Exercise description: Report each line in the records below that contains the word "hair", matching case exactly.
────────
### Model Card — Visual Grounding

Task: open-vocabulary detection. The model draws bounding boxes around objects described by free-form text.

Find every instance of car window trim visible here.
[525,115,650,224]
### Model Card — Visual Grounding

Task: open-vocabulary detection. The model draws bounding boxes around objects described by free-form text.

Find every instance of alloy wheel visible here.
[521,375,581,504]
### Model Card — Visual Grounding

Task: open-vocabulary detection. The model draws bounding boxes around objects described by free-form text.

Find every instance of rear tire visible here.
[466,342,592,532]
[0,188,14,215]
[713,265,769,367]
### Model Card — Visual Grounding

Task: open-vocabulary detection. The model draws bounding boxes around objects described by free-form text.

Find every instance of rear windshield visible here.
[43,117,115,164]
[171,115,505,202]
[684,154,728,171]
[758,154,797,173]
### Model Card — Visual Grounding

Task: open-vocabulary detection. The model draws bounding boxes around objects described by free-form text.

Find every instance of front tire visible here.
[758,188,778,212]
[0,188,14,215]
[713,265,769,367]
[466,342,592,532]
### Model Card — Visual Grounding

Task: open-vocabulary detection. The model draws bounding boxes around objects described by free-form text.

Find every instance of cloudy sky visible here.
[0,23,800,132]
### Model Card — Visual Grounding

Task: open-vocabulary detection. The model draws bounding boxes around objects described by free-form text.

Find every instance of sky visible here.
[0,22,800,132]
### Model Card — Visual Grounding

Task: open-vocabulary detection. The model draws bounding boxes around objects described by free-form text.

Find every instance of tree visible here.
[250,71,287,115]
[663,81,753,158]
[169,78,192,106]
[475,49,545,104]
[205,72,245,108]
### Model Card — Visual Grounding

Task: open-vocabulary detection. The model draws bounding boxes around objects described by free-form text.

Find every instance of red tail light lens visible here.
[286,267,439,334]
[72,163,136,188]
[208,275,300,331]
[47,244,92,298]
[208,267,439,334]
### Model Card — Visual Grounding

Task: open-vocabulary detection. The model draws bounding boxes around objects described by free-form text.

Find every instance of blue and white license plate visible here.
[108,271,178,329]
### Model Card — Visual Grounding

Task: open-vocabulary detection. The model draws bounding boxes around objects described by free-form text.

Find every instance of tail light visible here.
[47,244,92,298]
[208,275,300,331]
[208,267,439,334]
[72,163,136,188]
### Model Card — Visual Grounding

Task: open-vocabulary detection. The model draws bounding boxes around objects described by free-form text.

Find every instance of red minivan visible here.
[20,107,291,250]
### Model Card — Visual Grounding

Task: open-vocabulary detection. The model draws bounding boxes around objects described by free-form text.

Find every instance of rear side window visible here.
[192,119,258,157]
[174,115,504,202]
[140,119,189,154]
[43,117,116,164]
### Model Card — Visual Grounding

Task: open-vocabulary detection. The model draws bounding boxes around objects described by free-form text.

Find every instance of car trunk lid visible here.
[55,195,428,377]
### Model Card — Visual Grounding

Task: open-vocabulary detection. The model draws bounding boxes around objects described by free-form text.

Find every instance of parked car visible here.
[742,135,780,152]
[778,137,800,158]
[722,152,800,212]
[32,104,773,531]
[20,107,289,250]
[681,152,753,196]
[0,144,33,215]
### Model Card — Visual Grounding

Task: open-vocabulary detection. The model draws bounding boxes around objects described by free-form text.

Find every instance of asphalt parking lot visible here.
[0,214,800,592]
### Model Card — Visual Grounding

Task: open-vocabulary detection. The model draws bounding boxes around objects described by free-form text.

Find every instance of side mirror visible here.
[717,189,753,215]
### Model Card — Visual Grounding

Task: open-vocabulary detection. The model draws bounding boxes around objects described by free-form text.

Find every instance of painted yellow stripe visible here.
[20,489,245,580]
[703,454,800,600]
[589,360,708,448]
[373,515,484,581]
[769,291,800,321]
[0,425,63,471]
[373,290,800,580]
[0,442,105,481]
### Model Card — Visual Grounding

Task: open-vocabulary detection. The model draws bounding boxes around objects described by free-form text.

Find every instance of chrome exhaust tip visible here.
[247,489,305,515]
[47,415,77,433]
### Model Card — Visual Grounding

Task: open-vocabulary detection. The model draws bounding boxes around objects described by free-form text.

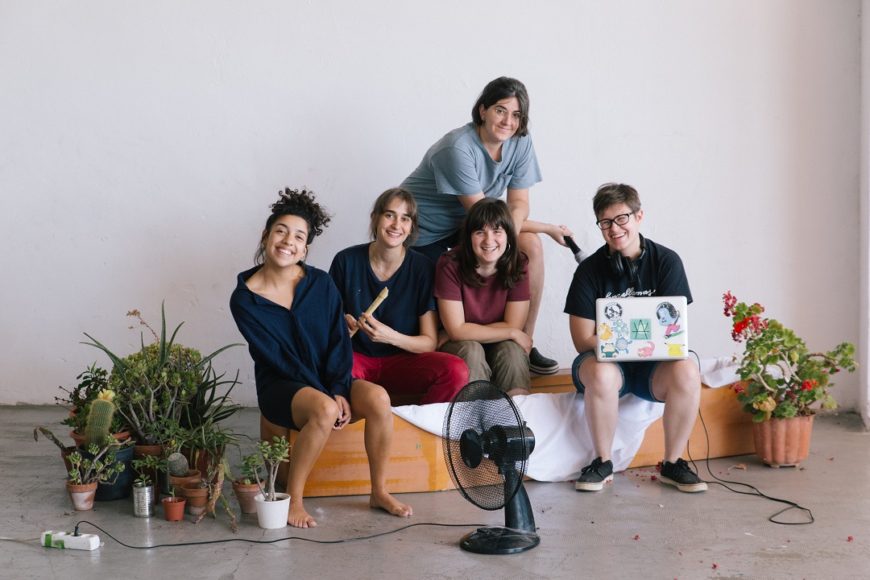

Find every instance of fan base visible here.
[459,528,541,554]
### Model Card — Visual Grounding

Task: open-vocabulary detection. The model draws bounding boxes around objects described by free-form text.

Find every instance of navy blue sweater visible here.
[230,263,353,398]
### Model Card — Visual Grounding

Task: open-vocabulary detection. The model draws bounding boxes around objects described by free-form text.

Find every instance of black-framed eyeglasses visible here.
[595,211,634,230]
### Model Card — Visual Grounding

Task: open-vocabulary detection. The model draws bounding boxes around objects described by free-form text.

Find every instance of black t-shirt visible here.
[565,237,692,320]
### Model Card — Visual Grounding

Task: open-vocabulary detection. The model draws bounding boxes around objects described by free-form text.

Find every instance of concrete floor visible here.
[0,407,870,580]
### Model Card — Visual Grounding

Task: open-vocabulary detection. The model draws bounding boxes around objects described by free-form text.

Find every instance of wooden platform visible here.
[260,369,754,497]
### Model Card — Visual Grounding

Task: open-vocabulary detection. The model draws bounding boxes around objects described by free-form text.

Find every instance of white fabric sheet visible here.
[393,357,740,481]
[393,393,664,481]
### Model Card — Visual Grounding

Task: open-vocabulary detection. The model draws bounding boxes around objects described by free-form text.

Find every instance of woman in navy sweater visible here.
[230,189,412,528]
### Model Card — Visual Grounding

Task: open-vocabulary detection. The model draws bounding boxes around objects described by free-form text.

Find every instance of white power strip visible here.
[40,530,100,550]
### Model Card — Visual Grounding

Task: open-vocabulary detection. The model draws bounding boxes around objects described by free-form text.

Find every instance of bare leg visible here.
[287,388,338,528]
[653,359,701,463]
[518,233,544,340]
[580,357,622,461]
[350,380,414,518]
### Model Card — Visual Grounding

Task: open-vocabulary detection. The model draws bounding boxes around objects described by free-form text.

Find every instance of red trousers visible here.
[352,352,468,405]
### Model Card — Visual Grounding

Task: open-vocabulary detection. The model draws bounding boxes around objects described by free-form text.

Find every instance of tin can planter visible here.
[752,415,815,467]
[233,481,260,514]
[133,482,154,518]
[66,481,97,512]
[181,485,208,516]
[160,497,187,522]
[254,493,290,530]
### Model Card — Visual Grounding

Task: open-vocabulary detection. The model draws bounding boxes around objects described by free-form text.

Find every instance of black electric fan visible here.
[442,381,541,554]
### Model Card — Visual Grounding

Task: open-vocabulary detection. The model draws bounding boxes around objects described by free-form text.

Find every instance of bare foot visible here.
[369,492,414,518]
[287,500,317,528]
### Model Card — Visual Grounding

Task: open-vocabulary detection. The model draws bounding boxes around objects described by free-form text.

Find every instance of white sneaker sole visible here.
[574,474,613,491]
[659,476,707,493]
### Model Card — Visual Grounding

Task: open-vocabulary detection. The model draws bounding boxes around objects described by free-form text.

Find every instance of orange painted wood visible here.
[260,369,754,497]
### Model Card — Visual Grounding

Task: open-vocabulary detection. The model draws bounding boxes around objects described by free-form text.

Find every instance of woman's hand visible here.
[358,313,398,344]
[547,224,574,246]
[511,328,532,354]
[344,314,357,334]
[332,395,351,431]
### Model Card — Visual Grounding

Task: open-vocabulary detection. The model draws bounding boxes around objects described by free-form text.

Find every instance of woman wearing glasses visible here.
[565,183,707,493]
[401,77,571,374]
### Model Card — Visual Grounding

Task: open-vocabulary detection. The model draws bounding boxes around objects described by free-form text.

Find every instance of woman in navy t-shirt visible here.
[230,189,412,528]
[329,188,468,404]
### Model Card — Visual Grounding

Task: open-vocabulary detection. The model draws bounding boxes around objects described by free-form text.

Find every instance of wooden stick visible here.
[350,286,390,338]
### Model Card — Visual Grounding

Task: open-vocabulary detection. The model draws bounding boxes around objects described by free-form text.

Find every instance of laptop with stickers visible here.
[595,296,689,362]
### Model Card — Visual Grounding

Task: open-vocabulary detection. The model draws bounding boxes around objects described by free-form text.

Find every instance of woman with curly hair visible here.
[435,199,532,395]
[230,189,412,528]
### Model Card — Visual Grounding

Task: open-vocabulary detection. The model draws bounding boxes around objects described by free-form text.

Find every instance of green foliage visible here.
[84,399,115,445]
[166,451,190,477]
[85,306,238,444]
[723,292,857,422]
[132,455,167,485]
[242,436,290,501]
[67,437,125,485]
[54,362,125,433]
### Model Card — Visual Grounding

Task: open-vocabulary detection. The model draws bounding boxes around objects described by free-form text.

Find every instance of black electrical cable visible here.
[686,409,816,526]
[686,350,816,526]
[74,520,486,550]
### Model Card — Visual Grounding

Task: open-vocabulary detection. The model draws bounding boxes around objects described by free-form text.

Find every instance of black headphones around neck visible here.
[607,237,646,286]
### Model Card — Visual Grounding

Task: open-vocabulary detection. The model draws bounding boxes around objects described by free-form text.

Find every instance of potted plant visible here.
[184,422,238,532]
[66,437,124,511]
[54,362,130,446]
[84,306,237,445]
[723,292,856,466]
[244,436,290,530]
[160,487,187,522]
[233,454,263,514]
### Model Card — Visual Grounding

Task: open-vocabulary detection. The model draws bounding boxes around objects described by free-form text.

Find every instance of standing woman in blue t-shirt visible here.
[401,77,571,374]
[329,187,468,404]
[435,199,532,395]
[230,189,412,528]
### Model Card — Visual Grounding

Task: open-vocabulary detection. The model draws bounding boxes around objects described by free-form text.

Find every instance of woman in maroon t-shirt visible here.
[435,199,532,395]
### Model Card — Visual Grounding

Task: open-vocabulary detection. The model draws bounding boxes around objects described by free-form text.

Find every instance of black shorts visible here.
[257,379,313,431]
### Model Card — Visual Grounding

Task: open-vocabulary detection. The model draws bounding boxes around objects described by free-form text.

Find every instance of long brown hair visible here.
[453,198,528,288]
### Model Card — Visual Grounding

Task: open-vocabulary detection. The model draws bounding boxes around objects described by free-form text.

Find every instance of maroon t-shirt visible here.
[435,254,531,324]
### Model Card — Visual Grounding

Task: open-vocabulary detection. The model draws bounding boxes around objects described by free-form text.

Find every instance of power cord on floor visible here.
[686,350,816,526]
[74,520,486,550]
[686,409,816,526]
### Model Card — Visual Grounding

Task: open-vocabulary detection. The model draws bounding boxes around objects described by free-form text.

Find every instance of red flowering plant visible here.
[722,292,856,423]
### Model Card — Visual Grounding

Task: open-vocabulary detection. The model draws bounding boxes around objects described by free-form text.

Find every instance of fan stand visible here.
[459,466,541,555]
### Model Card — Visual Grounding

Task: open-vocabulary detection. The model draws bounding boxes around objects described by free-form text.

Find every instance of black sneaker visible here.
[529,348,559,375]
[574,457,613,491]
[659,459,707,493]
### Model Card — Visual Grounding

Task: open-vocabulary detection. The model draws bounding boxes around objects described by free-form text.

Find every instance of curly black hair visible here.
[254,187,331,264]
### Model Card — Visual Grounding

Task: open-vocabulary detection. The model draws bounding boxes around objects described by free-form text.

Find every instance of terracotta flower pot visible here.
[752,415,814,467]
[160,497,187,522]
[66,481,97,512]
[181,485,208,516]
[233,481,260,514]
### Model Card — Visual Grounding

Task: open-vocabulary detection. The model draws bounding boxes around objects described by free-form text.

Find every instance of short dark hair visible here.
[454,198,528,288]
[254,187,330,264]
[592,183,640,219]
[369,187,417,248]
[471,77,529,137]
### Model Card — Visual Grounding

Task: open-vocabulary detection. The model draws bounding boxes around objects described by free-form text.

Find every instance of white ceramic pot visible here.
[254,493,290,530]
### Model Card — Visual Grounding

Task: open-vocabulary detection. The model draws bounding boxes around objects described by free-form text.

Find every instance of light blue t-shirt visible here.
[401,123,541,246]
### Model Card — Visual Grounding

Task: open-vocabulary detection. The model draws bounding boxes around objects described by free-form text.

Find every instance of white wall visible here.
[0,0,861,408]
[858,0,870,429]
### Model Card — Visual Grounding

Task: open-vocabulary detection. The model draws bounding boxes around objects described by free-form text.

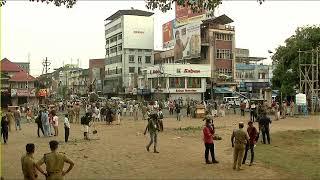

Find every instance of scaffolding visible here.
[298,47,320,113]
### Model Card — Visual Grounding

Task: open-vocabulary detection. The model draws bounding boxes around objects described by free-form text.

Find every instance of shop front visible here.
[138,64,211,101]
[11,89,38,106]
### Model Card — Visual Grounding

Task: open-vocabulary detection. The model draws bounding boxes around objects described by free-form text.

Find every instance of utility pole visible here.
[42,57,51,74]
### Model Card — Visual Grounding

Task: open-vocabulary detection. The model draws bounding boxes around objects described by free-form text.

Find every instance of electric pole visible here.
[42,57,51,74]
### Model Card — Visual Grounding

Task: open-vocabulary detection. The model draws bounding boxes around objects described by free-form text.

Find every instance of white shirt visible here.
[64,117,70,128]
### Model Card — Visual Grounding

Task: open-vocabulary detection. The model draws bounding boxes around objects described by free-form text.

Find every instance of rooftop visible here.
[202,14,233,25]
[9,70,36,82]
[106,9,154,21]
[1,58,23,72]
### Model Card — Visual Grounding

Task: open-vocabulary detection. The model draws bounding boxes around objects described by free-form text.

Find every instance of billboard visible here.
[175,3,206,27]
[162,20,175,48]
[122,15,154,49]
[174,23,201,60]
────────
Solution to the problem:
Find every instance of woman with curly hair visible here.
Find every instance of long brown hair visible here.
Find every instance of curly black hair visible here.
Find every instance of short dark hair visible here.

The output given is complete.